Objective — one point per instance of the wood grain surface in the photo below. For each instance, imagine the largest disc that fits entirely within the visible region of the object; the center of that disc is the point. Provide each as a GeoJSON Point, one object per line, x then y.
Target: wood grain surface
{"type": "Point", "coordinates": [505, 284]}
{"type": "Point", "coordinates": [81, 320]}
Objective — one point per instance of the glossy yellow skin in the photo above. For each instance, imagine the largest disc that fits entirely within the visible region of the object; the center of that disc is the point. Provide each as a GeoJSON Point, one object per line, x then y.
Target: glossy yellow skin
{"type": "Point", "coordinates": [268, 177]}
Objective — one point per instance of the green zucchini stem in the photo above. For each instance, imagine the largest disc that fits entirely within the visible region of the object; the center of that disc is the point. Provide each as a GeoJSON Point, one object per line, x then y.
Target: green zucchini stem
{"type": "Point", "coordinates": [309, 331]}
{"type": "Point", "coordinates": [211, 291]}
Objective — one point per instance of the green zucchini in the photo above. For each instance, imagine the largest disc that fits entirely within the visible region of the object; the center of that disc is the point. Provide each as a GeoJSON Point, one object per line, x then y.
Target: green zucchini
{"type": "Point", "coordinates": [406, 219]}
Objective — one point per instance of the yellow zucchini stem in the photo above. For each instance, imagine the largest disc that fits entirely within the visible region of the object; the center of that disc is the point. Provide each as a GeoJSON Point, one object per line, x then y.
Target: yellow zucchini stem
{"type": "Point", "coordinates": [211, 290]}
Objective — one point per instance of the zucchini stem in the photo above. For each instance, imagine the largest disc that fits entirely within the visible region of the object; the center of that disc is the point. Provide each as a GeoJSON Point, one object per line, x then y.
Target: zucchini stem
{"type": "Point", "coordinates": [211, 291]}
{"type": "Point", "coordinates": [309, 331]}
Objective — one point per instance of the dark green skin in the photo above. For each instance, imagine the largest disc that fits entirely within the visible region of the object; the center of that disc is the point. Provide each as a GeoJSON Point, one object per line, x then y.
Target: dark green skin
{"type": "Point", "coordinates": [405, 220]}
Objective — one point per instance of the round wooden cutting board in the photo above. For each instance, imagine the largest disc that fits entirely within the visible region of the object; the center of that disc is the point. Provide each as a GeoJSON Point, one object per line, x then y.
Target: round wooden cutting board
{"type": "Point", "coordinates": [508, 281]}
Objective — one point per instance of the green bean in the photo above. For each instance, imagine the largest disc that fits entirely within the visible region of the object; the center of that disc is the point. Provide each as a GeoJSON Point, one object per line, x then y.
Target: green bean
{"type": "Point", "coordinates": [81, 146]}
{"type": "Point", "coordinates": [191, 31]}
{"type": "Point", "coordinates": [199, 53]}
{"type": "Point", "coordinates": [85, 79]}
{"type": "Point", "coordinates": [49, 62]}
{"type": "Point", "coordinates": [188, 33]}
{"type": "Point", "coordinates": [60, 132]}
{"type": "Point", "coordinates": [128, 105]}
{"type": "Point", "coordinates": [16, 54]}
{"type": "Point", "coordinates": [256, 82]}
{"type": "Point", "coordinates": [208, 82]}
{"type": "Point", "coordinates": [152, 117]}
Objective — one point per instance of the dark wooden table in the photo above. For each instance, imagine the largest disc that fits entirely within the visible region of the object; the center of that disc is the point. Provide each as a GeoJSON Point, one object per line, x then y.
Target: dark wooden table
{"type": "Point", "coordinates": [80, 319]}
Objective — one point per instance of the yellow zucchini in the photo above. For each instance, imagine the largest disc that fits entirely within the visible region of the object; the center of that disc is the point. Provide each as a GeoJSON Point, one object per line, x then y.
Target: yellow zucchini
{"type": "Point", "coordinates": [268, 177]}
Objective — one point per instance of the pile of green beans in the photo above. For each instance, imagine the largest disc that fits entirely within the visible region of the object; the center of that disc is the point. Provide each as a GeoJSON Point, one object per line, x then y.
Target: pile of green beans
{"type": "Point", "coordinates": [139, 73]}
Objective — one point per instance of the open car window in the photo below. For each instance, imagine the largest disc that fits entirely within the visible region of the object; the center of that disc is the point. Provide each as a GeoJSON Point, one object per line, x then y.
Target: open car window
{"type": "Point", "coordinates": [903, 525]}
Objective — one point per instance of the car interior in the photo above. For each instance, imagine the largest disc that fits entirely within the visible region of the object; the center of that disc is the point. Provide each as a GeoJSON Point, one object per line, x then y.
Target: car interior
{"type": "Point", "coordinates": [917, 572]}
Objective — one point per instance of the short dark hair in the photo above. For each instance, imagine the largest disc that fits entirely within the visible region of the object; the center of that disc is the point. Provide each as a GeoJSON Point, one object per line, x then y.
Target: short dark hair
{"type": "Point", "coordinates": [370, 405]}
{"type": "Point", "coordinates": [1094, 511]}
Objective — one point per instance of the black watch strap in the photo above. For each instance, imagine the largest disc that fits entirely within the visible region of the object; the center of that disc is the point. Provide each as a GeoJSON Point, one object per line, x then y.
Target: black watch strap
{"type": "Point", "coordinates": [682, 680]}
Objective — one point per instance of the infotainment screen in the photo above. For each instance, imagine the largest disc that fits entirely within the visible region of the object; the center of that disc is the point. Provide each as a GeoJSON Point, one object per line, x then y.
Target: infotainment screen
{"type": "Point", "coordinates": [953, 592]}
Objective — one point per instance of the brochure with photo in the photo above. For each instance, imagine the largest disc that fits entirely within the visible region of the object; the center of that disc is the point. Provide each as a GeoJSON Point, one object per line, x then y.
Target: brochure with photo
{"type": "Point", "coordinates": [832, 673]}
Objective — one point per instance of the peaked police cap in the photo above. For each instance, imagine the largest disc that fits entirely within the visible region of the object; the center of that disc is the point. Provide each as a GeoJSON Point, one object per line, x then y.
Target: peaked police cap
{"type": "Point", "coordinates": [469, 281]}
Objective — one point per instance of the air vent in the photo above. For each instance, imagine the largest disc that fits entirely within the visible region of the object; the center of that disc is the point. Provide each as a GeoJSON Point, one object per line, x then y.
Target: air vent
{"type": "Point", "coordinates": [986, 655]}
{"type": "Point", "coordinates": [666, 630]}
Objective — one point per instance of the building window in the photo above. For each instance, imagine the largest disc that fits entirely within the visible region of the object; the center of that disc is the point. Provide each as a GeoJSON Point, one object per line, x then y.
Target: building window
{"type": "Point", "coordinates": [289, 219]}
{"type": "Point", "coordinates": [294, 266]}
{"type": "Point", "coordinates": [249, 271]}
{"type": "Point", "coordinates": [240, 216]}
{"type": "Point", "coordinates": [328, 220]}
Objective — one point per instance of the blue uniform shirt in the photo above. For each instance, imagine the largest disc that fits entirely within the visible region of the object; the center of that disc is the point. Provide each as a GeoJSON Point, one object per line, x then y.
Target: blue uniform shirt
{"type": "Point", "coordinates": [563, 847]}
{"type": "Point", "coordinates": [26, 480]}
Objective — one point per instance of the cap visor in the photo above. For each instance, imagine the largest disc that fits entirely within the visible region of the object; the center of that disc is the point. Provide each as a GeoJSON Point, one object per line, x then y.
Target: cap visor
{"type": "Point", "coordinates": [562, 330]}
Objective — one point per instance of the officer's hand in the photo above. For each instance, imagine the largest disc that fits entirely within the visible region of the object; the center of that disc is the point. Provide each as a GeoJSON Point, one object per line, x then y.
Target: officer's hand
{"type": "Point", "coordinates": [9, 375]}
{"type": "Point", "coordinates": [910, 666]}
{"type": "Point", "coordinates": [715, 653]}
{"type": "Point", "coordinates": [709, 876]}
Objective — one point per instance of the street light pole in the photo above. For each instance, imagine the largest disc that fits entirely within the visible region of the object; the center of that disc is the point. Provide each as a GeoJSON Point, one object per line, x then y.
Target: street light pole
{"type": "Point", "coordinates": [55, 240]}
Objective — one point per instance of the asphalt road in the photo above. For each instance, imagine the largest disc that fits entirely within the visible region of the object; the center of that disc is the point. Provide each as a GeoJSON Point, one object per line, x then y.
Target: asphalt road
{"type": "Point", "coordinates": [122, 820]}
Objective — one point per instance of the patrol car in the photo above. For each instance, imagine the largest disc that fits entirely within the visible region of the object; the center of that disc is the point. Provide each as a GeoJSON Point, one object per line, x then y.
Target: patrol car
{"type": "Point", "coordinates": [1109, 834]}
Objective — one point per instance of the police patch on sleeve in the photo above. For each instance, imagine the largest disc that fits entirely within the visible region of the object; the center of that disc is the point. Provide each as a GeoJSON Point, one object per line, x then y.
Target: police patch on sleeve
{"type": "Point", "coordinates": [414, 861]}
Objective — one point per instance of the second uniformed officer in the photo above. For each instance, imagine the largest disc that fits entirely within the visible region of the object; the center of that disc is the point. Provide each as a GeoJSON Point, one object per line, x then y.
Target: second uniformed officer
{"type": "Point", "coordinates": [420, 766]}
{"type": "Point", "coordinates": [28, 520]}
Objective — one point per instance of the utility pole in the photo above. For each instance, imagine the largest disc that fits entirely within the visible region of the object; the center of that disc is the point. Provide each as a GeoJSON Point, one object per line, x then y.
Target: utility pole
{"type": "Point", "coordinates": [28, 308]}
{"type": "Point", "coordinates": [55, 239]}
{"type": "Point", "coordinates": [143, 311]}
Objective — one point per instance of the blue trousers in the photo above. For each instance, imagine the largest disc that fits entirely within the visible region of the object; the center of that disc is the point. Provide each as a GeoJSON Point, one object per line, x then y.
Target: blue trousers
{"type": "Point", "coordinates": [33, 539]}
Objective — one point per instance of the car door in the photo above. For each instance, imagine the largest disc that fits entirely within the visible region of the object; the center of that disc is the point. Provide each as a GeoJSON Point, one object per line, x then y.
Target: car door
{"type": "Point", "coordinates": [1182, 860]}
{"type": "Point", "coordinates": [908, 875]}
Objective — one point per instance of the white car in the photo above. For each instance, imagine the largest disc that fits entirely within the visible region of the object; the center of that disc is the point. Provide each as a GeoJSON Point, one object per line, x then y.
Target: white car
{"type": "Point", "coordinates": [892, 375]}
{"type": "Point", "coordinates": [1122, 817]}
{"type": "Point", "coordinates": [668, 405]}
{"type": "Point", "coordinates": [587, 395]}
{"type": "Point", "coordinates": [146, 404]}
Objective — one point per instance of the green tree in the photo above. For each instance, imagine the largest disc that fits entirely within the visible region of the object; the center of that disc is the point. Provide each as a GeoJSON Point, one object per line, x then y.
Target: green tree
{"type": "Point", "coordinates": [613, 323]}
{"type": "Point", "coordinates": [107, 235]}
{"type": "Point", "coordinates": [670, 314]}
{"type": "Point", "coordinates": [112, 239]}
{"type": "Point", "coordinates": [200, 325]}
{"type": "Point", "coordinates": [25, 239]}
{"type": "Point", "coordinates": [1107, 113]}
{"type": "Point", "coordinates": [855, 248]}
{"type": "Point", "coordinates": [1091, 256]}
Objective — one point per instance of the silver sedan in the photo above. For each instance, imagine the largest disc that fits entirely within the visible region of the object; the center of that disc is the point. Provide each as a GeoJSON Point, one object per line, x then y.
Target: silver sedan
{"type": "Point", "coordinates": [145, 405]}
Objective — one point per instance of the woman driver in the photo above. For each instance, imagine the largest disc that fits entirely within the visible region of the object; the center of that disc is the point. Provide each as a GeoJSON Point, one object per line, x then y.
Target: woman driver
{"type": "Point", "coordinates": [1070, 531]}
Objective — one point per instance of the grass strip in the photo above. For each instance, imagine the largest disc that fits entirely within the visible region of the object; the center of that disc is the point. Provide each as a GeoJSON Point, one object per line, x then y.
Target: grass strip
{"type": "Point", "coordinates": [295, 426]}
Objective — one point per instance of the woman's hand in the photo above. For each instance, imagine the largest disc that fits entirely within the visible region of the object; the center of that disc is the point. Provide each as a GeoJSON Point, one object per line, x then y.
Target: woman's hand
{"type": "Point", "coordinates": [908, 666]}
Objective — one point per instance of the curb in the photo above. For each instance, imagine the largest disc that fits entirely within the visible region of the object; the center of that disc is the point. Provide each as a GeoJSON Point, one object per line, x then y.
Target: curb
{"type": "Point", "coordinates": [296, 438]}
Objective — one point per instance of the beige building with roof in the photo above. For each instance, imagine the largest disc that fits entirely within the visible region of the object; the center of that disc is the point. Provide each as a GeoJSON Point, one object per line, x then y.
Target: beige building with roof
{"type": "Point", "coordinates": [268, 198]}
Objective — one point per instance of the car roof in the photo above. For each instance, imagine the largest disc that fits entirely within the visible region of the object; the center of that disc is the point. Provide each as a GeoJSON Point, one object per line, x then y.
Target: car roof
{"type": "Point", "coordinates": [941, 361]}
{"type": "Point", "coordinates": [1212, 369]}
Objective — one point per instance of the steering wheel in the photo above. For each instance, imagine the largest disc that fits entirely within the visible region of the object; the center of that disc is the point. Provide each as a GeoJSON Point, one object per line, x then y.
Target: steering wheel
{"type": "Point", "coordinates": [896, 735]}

__________________________________________________

Zitiere die Zeilen wörtlich, beginnend bei der Zeile mit „Objective — one point per instance of the grass“. Höre erst mit der letzten Zeile der Daten auf.

Objective — one point per instance of the grass strip in the photo above. For each instance, imagine the largest disc that fits entirely within the visible region of the object; the center of that disc is the point. Provide each as a GeoJSON Point, one object per line, x then y.
Target: grass strip
{"type": "Point", "coordinates": [295, 426]}
Objective — one point per instance of the woman's hand in the photo above. For each instance, imagine the largest disc that fits entirely within the visible region of the object; the center of that disc is the point. Provide each as a GeoJSON Point, one object per line, x then y.
Target: woman's hand
{"type": "Point", "coordinates": [908, 666]}
Objective — one point per instance of the curb in the photo above. For each instance, imagine the largest disc that fits entirely within the visible region of the object; the center of that disc is the point. Provide each as a GeoJSON Point, one object per line, x then y.
Target: curb
{"type": "Point", "coordinates": [296, 438]}
Objective — one point per instance of the beige building with roof in the photo above. For each instance, imagine the largest disc that fits entirely within the visible region of the object; the center of that disc is the point. Provide each as a GeoJSON Point, one object per line, x then y.
Target: beige building with roof
{"type": "Point", "coordinates": [268, 198]}
Objective — one point per instance of the car roof in the photo above. For each instance, imagine the largest disc that fits entirely within the visible region of the object; the center of that disc is the point. Provide each as a GeoJSON Point, one object per line, x then y.
Target: car roof
{"type": "Point", "coordinates": [941, 361]}
{"type": "Point", "coordinates": [1212, 369]}
Objective — one point per instance of the steering wheel in the photo above. For each instance, imagine the largest disc that fits entirely within the visible region of the object; the center of that disc is the point. Provide each as a GeoJSON Point, one object per line, x then y.
Target: steering wheel
{"type": "Point", "coordinates": [896, 735]}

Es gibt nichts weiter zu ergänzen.